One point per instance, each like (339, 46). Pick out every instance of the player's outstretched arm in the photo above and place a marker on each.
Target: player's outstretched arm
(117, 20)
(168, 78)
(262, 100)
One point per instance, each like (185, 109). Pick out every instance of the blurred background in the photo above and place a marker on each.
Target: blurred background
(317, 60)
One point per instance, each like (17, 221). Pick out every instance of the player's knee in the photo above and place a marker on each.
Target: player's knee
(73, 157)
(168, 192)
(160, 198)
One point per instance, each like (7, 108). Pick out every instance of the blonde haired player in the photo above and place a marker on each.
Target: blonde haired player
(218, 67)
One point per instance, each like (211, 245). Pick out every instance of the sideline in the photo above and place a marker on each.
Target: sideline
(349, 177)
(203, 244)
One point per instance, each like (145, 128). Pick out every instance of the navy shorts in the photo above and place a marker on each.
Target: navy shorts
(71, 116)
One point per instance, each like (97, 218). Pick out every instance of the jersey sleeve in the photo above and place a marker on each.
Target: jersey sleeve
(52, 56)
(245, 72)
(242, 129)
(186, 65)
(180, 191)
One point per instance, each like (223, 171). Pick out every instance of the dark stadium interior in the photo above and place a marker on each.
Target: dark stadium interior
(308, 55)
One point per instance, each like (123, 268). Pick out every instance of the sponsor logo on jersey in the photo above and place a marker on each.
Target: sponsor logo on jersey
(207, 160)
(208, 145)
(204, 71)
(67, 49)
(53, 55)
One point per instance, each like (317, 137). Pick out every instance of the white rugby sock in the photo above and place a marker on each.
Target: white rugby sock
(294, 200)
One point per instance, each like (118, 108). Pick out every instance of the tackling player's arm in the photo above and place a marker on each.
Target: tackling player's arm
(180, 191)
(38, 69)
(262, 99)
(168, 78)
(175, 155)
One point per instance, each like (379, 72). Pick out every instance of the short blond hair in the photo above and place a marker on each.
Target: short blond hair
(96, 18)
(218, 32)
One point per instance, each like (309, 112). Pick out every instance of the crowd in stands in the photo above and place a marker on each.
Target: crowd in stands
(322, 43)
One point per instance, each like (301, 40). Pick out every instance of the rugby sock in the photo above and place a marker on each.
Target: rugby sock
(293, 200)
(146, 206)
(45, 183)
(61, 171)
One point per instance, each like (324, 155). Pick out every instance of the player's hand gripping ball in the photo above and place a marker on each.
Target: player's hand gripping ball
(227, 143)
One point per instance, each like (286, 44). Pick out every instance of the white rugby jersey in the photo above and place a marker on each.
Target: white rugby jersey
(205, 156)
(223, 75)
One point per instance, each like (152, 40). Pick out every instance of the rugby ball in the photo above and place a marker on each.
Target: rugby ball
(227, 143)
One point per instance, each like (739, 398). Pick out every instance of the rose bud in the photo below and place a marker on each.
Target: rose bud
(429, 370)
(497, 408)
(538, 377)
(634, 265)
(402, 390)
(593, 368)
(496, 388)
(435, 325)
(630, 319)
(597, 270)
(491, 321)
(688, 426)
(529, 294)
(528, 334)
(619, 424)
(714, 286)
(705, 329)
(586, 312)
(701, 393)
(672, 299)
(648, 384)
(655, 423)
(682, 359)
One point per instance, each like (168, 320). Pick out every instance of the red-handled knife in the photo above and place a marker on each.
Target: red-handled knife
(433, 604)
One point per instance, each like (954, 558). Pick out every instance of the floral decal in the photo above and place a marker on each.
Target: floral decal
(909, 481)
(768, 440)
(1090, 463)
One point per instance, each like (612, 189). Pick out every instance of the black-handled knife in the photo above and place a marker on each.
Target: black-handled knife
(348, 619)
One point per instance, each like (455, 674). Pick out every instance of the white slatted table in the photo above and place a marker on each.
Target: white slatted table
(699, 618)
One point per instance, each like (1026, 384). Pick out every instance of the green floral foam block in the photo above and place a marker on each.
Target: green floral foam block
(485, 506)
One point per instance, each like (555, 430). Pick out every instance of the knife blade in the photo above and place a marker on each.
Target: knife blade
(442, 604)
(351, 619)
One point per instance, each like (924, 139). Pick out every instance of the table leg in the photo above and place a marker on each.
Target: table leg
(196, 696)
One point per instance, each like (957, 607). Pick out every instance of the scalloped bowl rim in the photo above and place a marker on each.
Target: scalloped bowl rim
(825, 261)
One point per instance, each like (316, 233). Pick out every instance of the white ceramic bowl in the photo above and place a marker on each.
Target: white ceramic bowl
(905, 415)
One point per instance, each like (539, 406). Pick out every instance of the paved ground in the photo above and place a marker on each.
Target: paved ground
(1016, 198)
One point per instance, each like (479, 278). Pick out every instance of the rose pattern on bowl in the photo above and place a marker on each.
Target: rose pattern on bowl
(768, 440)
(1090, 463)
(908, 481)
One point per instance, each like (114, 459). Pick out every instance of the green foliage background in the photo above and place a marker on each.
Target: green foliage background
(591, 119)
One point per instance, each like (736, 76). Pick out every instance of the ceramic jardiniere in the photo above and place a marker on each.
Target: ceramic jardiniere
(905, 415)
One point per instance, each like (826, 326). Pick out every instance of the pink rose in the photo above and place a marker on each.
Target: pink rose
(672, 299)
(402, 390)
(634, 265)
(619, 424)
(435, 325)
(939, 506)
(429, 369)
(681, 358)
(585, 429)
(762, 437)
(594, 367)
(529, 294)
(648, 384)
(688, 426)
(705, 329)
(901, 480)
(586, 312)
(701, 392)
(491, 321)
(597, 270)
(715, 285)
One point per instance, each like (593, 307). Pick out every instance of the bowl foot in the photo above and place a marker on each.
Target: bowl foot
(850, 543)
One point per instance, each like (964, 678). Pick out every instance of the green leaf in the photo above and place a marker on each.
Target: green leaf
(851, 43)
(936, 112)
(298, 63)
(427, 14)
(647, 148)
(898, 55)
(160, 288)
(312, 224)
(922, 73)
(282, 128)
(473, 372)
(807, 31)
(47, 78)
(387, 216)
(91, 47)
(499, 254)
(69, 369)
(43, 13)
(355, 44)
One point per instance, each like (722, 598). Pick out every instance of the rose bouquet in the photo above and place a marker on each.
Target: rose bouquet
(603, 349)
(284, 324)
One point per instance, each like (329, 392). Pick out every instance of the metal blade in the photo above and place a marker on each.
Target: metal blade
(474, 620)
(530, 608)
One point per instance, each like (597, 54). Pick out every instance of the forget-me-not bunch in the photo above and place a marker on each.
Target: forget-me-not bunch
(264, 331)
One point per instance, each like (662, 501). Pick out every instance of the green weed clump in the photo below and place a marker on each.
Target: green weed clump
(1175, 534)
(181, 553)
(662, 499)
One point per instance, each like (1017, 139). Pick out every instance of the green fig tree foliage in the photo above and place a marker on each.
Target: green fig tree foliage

++++++++++

About this task
All lines of the data that hold "tree" need to be copied.

Written solution
One point per instance, each like (1017, 139). Pick out every instance of the green fig tree foliage in the photo above and place a marker on each.
Target: green fig tree foliage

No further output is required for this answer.